-- WHAT IS BEING ASKED --
Exactly as they appear, copy the lines from the start of the entries below to the line containing "Target: terracotta planter", both ends included.

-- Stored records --
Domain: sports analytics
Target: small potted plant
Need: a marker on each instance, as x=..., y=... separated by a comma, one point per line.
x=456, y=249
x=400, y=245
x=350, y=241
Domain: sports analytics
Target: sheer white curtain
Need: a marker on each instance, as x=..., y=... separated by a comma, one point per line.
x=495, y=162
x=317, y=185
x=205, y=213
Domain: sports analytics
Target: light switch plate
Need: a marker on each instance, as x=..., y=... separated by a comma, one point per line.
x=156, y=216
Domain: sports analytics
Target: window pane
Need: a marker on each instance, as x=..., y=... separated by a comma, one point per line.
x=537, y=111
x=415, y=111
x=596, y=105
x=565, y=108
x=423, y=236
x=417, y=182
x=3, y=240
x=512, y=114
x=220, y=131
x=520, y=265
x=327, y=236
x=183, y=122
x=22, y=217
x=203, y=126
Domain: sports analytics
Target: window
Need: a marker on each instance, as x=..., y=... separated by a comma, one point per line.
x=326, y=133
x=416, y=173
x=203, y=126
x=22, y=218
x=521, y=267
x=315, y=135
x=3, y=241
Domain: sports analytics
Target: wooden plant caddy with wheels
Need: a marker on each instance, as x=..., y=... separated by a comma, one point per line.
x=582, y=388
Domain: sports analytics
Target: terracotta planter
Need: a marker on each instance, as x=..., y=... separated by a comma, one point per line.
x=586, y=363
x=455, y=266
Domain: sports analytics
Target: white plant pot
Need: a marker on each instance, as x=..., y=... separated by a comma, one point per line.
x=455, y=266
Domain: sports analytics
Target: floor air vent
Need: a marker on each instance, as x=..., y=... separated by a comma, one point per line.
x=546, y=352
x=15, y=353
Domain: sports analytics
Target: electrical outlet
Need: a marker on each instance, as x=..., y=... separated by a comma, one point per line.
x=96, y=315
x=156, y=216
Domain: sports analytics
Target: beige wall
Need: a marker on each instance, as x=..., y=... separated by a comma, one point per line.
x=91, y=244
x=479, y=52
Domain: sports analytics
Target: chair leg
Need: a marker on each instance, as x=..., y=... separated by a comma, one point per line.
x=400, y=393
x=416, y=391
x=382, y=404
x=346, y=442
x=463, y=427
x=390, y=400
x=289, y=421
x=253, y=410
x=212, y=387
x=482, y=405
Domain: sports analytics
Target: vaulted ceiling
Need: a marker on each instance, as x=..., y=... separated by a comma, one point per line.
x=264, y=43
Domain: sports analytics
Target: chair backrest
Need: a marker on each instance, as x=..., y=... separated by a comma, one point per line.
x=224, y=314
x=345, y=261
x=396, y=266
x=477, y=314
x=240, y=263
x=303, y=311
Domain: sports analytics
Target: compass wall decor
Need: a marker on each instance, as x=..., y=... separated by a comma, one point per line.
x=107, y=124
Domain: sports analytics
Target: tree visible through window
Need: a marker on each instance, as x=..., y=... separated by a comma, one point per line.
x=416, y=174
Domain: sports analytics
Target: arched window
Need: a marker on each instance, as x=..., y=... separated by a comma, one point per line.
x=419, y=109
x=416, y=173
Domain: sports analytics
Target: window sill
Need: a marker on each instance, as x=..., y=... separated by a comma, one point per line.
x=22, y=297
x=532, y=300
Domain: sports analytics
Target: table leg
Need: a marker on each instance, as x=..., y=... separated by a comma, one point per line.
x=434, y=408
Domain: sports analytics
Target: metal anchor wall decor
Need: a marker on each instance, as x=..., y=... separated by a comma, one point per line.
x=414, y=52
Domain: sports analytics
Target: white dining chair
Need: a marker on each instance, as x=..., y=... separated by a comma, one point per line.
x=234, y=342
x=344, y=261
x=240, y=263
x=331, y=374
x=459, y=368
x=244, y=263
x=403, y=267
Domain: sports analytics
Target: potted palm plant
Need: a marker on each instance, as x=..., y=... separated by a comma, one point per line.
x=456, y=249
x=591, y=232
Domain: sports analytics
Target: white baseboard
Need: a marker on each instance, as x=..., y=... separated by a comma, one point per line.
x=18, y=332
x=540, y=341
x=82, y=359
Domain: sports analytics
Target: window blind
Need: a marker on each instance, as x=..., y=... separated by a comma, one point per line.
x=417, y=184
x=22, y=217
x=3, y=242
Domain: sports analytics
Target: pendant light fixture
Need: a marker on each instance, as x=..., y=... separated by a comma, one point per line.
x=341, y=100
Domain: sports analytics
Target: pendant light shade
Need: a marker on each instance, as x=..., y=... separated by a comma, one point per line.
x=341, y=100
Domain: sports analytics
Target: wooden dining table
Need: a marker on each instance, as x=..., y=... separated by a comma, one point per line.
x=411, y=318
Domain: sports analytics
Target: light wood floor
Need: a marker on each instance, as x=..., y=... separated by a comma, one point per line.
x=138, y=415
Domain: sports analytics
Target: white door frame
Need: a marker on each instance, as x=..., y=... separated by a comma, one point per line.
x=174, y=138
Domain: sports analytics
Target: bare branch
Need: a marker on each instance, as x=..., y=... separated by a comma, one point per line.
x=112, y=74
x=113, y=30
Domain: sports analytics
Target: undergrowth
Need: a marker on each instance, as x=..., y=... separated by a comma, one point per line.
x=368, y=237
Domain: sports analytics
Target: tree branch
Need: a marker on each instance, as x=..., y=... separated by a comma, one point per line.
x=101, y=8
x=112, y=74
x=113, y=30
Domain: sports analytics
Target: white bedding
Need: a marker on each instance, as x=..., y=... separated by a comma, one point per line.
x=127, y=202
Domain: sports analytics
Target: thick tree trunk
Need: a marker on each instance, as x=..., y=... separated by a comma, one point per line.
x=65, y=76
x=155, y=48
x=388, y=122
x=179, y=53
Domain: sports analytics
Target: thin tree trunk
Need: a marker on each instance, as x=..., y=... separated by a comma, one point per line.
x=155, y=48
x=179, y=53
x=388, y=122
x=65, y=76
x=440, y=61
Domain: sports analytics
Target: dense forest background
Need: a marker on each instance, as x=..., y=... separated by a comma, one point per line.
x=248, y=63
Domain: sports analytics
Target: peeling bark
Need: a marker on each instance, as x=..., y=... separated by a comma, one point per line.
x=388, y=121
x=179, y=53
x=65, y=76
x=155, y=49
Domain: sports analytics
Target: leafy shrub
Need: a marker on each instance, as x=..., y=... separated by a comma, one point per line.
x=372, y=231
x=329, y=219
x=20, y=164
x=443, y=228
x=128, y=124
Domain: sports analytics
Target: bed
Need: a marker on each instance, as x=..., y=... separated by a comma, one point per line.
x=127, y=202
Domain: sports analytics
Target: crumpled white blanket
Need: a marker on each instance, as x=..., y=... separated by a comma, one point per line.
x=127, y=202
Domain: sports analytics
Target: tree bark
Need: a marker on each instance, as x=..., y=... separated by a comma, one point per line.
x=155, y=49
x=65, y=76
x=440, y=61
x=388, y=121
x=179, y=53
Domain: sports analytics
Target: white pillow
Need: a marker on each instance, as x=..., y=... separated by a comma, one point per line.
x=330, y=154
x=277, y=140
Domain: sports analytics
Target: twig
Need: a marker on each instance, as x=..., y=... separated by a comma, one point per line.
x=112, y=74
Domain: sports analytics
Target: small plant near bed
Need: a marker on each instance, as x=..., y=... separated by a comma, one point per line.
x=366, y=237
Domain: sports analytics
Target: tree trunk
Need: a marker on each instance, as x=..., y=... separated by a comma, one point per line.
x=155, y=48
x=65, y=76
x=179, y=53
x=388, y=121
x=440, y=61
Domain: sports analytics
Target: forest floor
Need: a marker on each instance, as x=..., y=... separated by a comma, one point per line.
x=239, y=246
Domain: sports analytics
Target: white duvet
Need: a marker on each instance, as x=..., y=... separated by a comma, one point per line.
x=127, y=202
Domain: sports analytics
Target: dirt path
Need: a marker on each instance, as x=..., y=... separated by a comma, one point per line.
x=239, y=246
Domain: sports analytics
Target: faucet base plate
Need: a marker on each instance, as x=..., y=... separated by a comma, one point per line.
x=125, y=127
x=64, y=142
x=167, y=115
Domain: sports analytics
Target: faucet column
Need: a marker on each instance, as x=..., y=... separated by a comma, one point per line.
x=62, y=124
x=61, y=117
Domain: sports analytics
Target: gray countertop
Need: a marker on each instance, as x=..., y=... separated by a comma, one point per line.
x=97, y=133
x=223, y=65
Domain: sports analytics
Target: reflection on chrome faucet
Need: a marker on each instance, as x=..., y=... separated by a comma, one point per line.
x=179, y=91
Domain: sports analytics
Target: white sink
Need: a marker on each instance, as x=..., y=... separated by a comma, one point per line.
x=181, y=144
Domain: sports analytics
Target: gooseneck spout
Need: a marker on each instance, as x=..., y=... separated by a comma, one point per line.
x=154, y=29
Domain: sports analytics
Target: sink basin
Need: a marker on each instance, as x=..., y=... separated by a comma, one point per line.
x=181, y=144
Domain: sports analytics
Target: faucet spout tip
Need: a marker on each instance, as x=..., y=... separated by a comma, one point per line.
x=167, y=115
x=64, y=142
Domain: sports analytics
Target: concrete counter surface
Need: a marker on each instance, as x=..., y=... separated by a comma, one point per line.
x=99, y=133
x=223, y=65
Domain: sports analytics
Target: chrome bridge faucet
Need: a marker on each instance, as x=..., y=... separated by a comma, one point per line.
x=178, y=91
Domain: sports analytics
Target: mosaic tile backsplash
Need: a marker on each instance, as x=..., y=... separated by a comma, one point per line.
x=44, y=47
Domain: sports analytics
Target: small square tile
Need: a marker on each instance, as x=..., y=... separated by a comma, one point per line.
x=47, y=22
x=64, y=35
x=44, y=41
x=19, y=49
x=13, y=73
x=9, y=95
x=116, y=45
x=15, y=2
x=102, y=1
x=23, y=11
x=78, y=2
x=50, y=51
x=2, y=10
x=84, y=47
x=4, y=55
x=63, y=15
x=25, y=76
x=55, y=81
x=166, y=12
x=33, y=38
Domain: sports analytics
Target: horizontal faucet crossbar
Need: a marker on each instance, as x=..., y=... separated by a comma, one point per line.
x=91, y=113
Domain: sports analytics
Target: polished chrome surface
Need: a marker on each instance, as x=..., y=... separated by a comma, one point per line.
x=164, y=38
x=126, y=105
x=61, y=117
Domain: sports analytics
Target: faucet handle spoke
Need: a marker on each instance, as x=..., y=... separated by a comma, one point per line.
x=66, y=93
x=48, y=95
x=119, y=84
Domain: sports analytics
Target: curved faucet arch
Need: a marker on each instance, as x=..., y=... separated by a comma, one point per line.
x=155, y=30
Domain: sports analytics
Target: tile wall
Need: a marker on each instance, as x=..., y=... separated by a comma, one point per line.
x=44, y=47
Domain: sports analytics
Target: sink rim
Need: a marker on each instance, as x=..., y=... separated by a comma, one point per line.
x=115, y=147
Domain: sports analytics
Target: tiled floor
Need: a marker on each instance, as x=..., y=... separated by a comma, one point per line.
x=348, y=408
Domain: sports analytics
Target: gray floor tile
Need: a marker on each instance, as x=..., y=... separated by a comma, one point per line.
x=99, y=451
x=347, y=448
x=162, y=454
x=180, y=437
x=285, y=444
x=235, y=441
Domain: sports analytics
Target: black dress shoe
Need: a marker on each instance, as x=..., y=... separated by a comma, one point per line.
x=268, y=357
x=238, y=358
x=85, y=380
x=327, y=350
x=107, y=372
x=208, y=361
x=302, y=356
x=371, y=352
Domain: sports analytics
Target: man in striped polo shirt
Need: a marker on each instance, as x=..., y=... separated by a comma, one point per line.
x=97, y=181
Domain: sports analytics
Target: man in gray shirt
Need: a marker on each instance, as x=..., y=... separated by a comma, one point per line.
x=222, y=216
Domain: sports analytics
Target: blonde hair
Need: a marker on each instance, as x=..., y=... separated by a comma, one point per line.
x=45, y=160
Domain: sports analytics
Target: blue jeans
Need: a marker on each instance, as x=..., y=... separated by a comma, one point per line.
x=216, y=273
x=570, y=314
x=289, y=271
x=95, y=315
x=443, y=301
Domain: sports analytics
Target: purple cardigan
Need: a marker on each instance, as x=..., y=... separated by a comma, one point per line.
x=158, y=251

-- SOLVED EXERCISE --
Domain: sports analytics
Target: small potted plant
Need: a marker on each instance, as x=..., y=... separated by a comma, one point per line.
x=456, y=249
x=400, y=245
x=350, y=241
Domain: sports analytics
Target: sheer white curtain
Need: a marker on each instance, as x=..., y=... separated by a comma, one point per line.
x=495, y=162
x=317, y=185
x=205, y=213
Domain: sports analytics
Target: light switch plate
Need: a marker on each instance, as x=..., y=... separated by a comma, one point per line.
x=156, y=216
Domain: sports analytics
Target: window pane
Need: a marker on each instance, as x=..., y=... separated by a comma, one point per line.
x=537, y=111
x=415, y=111
x=596, y=105
x=565, y=108
x=423, y=236
x=417, y=182
x=3, y=240
x=512, y=114
x=220, y=131
x=520, y=265
x=327, y=236
x=183, y=122
x=22, y=217
x=203, y=126
Domain: sports analytics
Target: window
Need: a marker on each instance, as x=..., y=... separated by a comma, one point per line.
x=326, y=133
x=416, y=173
x=203, y=126
x=22, y=218
x=521, y=267
x=315, y=135
x=3, y=241
Domain: sports analytics
Target: wooden plant caddy with wheels
Need: a marker on each instance, as x=..., y=... separated by a comma, one point per line.
x=582, y=388
Domain: sports analytics
Target: terracotta planter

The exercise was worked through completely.